* [Your objective] Rewrite the items below as one numbered list with each line as its own entry, and drop any blank lines.

* [Rows]
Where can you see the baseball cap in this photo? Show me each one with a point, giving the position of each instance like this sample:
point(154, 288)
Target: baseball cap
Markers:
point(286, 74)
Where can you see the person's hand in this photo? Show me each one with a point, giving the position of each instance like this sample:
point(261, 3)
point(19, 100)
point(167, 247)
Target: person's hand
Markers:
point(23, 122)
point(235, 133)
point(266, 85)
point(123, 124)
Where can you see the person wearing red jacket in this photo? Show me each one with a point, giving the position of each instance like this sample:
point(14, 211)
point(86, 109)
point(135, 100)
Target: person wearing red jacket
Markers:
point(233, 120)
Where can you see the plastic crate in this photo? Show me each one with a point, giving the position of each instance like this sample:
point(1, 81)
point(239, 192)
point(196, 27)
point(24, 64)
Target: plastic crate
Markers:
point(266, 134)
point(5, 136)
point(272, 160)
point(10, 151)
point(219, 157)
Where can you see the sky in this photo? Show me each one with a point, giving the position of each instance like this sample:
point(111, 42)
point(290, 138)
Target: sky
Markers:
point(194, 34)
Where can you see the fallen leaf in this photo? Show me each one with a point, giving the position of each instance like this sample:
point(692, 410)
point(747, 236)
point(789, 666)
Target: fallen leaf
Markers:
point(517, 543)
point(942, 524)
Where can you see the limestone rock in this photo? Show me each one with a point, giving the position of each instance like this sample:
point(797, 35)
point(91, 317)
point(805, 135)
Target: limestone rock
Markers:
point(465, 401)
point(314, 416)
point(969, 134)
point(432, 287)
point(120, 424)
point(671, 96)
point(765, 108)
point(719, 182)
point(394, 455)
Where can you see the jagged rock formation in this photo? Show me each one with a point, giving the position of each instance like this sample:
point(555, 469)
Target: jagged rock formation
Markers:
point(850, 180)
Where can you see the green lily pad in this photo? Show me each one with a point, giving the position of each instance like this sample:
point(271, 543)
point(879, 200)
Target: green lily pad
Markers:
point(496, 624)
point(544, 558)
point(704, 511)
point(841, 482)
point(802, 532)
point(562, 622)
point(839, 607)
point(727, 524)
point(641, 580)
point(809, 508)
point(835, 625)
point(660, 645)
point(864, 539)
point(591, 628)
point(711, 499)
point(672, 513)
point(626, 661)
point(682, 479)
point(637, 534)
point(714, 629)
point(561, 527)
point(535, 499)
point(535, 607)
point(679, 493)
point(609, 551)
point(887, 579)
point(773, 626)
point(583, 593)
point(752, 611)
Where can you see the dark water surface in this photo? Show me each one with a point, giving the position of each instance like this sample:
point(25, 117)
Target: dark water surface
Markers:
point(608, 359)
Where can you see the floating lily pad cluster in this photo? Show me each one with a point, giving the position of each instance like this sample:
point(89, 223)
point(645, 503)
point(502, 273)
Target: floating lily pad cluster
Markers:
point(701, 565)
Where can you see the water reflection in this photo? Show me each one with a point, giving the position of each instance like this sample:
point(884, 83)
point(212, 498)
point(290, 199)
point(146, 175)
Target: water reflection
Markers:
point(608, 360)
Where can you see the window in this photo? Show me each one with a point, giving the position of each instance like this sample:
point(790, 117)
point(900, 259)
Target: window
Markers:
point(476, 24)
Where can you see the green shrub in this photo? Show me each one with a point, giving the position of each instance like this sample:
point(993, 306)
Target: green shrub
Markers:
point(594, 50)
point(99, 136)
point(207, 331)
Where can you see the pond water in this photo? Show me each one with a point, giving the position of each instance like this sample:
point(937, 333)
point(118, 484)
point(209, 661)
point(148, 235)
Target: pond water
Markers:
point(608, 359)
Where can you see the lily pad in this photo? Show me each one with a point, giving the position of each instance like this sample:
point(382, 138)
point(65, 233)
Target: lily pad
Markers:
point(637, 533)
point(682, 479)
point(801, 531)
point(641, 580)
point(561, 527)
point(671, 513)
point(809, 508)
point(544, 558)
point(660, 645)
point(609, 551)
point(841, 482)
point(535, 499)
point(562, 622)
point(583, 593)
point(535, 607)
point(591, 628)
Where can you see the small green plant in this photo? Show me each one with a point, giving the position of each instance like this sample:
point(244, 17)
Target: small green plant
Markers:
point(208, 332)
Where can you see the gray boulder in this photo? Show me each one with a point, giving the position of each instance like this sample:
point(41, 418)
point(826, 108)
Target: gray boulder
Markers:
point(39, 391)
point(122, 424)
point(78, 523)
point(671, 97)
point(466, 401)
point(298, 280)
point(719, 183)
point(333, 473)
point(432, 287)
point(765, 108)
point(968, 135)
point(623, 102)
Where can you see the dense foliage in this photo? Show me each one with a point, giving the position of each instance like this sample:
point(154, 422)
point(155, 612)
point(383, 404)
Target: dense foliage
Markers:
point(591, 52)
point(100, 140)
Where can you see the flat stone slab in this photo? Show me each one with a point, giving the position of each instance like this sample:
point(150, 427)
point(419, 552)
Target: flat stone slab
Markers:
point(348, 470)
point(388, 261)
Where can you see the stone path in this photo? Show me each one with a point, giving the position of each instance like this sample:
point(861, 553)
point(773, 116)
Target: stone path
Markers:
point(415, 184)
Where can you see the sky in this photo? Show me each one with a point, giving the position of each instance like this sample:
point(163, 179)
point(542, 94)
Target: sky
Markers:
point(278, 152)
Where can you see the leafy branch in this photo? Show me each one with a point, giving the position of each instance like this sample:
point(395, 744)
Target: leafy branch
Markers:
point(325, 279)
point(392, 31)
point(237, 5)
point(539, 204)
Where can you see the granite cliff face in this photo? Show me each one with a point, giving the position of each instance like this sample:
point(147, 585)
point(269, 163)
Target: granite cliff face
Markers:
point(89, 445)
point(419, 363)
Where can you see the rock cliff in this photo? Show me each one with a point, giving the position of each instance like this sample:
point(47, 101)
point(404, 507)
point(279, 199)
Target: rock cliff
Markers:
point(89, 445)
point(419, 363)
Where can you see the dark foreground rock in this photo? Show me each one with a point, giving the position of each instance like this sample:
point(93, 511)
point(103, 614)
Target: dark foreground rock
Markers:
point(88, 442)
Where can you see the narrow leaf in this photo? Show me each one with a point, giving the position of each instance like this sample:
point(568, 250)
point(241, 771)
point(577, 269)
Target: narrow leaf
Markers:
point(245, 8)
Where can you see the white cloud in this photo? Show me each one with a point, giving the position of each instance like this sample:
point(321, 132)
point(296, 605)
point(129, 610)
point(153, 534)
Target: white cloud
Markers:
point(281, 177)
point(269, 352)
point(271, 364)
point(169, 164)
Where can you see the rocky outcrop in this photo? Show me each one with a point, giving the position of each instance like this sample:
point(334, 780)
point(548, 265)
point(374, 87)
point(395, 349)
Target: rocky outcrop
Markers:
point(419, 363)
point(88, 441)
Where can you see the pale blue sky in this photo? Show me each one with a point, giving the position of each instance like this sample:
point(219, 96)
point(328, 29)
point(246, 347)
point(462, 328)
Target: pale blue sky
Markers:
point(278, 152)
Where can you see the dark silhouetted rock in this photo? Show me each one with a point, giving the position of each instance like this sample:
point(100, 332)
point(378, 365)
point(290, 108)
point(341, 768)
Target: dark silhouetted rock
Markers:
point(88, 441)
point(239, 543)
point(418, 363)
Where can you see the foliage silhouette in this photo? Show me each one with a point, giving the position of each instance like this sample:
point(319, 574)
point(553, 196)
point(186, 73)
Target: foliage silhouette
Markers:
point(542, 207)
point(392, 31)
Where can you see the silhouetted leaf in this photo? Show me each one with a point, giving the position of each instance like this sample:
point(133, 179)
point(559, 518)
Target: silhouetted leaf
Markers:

* [Solution below]
1. Where can you see the baseball cap in this photo? Show me each one with a point, giving the position of each instance like this sample:
2. point(154, 288)
3. Target: baseball cap
4. Markers:
5. point(286, 74)
6. Where can you see the person's hand in this photo? Show me each one with a point, giving the position of each instance like this sample:
7. point(261, 3)
8. point(19, 100)
9. point(167, 247)
10. Target: person's hand
11. Markers:
12. point(23, 122)
13. point(235, 133)
14. point(266, 85)
15. point(123, 124)
16. Where can you see the person wearing red jacket in this photo? Show me each one with a point, giving the position of each instance like this sample:
17. point(14, 211)
18. point(86, 109)
19. point(135, 100)
20. Target: person wearing red jacket
21. Markers:
22. point(233, 120)
23. Where can you see the plastic crate in this photo? Show me each one with a point, giving the position of each instance like this sample:
24. point(1, 81)
25. point(239, 192)
26. point(196, 27)
27. point(24, 64)
28. Target: plastic crate
29. Markers:
30. point(266, 134)
31. point(5, 136)
32. point(272, 160)
33. point(10, 151)
34. point(219, 157)
35. Where can you see the sky in this photo? Show me each one with a point, giving the position of each instance like this sample:
36. point(111, 42)
37. point(290, 138)
38. Target: sky
39. Markers:
40. point(194, 34)
41. Where can you see the fallen leaf in this photo? Show me each one with a point, giving the position of each instance like this sample:
42. point(692, 410)
43. point(747, 236)
44. point(789, 666)
45. Target: fallen leaf
46. Markers:
47. point(517, 543)
48. point(942, 524)
49. Where can you see the limestone rock in this photo? Show me each one with a point, giving the position of each instance like this sample:
50. point(797, 35)
51. point(91, 317)
52. point(805, 135)
53. Target: limestone rock
54. Markers:
55. point(465, 401)
56. point(314, 416)
57. point(969, 134)
58. point(432, 287)
59. point(120, 424)
60. point(671, 96)
61. point(765, 108)
62. point(719, 182)
63. point(394, 455)
64. Where can you see the jagged rock formation in this photo? Show me each one with a point, giving the position of each instance like this sample:
65. point(555, 469)
66. Target: jagged rock formation
67. Markers:
68. point(850, 180)
69. Where can you see the green lily pad in this photo? Show me each one with a point, giving the position of each instance like this sample:
70. point(271, 543)
71. point(879, 200)
72. Target: green lily pad
73. Markers:
74. point(496, 624)
75. point(544, 558)
76. point(704, 511)
77. point(841, 482)
78. point(802, 532)
79. point(562, 622)
80. point(839, 607)
81. point(727, 524)
82. point(641, 580)
83. point(809, 508)
84. point(835, 625)
85. point(660, 645)
86. point(864, 539)
87. point(591, 628)
88. point(711, 499)
89. point(672, 513)
90. point(626, 661)
91. point(682, 479)
92. point(637, 534)
93. point(714, 629)
94. point(561, 527)
95. point(535, 499)
96. point(535, 607)
97. point(679, 493)
98. point(609, 551)
99. point(887, 579)
100. point(773, 626)
101. point(583, 593)
102. point(752, 611)
103. Where can you see the dark water surface in this photo? Show me each one with a point, giving the position of each instance like this sample:
104. point(25, 117)
105. Target: dark water surface
106. Markers:
107. point(608, 359)
108. Where can you see the floating lily pad cluster in this photo? Show me each one with a point, giving the position of each instance like this sample:
109. point(89, 223)
110. point(645, 503)
111. point(502, 273)
112. Target: floating lily pad cluster
113. Markers:
114. point(701, 565)
115. Where can you see the water reflection in this photo? Show me each one with a point, giving the position of each instance like this sample:
116. point(884, 83)
117. point(212, 498)
118. point(290, 199)
119. point(146, 175)
120. Target: water reflection
121. Markers:
122. point(608, 360)
123. Where can you see the window in this photo? Show me each one with a point, giving the position of each instance like this sample:
124. point(790, 117)
125. point(900, 259)
126. Target: window
127. Markers:
128. point(476, 24)
129. Where can you see the green shrub in this photo? Show me each one with a point, giving the position of each instance like this sample:
130. point(993, 306)
131. Target: green shrub
132. Markers:
133. point(594, 50)
134. point(99, 136)
135. point(207, 331)
136. Where can you see the pond water in this photo? Show me each one with a point, giving the position of each instance like this sample:
137. point(937, 333)
138. point(118, 484)
139. point(209, 661)
140. point(148, 235)
141. Target: pond water
142. Markers:
143. point(608, 359)
144. Where can you see the lily pad in this photo? Show me each one with a point, giving the position of each instance like this sample:
145. point(382, 138)
146. point(65, 233)
147. Target: lily pad
148. Markers:
149. point(637, 533)
150. point(682, 479)
151. point(801, 531)
152. point(641, 580)
153. point(561, 527)
154. point(671, 513)
155. point(809, 508)
156. point(544, 558)
157. point(660, 645)
158. point(609, 551)
159. point(841, 482)
160. point(535, 499)
161. point(562, 622)
162. point(583, 593)
163. point(535, 607)
164. point(591, 628)
165. Where can you see the small green plant in this photo? Show me each one with a point, giving the position of each instance like this sample:
166. point(244, 17)
167. Target: small green plant
168. Markers:
169. point(208, 332)
170. Where can you see the gray boulder in this photo? Show me each one with a point, giving the position of each instance like this sample:
171. point(41, 418)
172. point(826, 108)
173. Target: gray boulder
174. Markers:
175. point(39, 391)
176. point(122, 424)
177. point(78, 523)
178. point(671, 97)
179. point(466, 401)
180. point(298, 280)
181. point(719, 183)
182. point(333, 473)
183. point(432, 287)
184. point(765, 108)
185. point(968, 135)
186. point(623, 102)
187. Where can you see the dense foliage in this photo? Show me each one with a point, giving the position of each instance like this sample:
188. point(154, 422)
189. point(155, 612)
190. point(383, 404)
191. Target: dense foliage
192. Markers:
193. point(591, 52)
194. point(100, 140)
195. Where can you see the flat stone slab in this photo? Show me each one with a point, giving the position of each instance like this sample:
196. point(150, 427)
197. point(419, 552)
198. Target: flat stone slab
199. Markers:
200. point(348, 470)
201. point(388, 261)
202. Where can you see the stone path in this photo? Show me each one with a point, giving the position of each instance like this sample:
203. point(861, 553)
204. point(773, 116)
205. Target: stone path
206. Markers:
207. point(415, 184)
208. Where can you see the sky in this photo? Show me each one with a point, giving the position of each instance like this sample:
209. point(163, 179)
210. point(542, 94)
211. Target: sky
212. Markers:
213. point(278, 152)
214. Where can you see the leafy branch in this photo? Show me each one with a point, giving the position of each instance like this sample:
215. point(395, 744)
216. Target: leafy branch
217. Markers:
218. point(325, 279)
219. point(392, 31)
220. point(237, 5)
221. point(539, 204)
222. Where can you see the granite cliff face in this photo? Show me each one with a point, giving the position of each instance like this sample:
223. point(147, 585)
224. point(269, 163)
225. Target: granite cliff face
226. Markers:
227. point(89, 445)
228. point(419, 363)
229. Where can you see the rock cliff in this photo? Show me each one with a point, giving the position of each instance like this sample:
230. point(47, 101)
231. point(404, 507)
232. point(279, 199)
233. Target: rock cliff
234. Markers:
235. point(89, 445)
236. point(419, 363)
237. Where can you see the dark foreground rock in this photo? Show me each one with a point, giving the position of each instance like this sample:
238. point(93, 511)
239. point(103, 614)
240. Target: dark foreground rock
241. Markers:
242. point(88, 442)
243. Where can you see the narrow leaf in this photo? Show me each one with a point, giving the position of each instance like this sample:
244. point(568, 250)
245. point(241, 771)
246. point(577, 269)
247. Target: narrow leaf
248. Markers:
249. point(245, 8)
250. Where can you see the white cloud in this photo? Show me each one with a point, giving the position of each instance like this sample:
251. point(321, 132)
252. point(296, 605)
253. point(129, 610)
254. point(153, 534)
255. Target: white cloud
256. Markers:
257. point(281, 177)
258. point(269, 352)
259. point(271, 364)
260. point(169, 164)
261. Where can you see the rocky outcrop in this photo? Show me each one with a point, giving the position of each instance like this sample:
262. point(334, 780)
263. point(548, 265)
264. point(374, 87)
265. point(395, 349)
266. Target: rocky outcrop
267. Markers:
268. point(419, 363)
269. point(88, 441)
270. Where can you see the pale blue sky in this photo? Show me each one with a point, giving the position of each instance like this sample:
271. point(219, 96)
272. point(328, 29)
273. point(246, 347)
274. point(462, 328)
275. Target: pale blue sky
276. Markers:
277. point(278, 152)
278. Where can you see the dark silhouetted rock in this photo? Show me each one with a point, giving the position of each instance like this sample:
279. point(100, 332)
280. point(378, 365)
281. point(290, 108)
282. point(341, 768)
283. Target: dark silhouetted rock
284. Markers:
285. point(88, 441)
286. point(239, 543)
287. point(418, 363)
288. Where can you see the foliage silhouette in this photo? Show me each one with a point, giving the position of each instance like this sample:
289. point(319, 574)
290. point(553, 196)
291. point(186, 73)
292. Target: foliage silhouette
293. Markers:
294. point(542, 207)
295. point(392, 31)
296. Where can you see the silhouetted leaf in this photo? Show me each one with a point, giving the position of each instance like this sample:
297. point(133, 179)
298. point(559, 518)
299. Target: silhouetted leaf
300. Markers:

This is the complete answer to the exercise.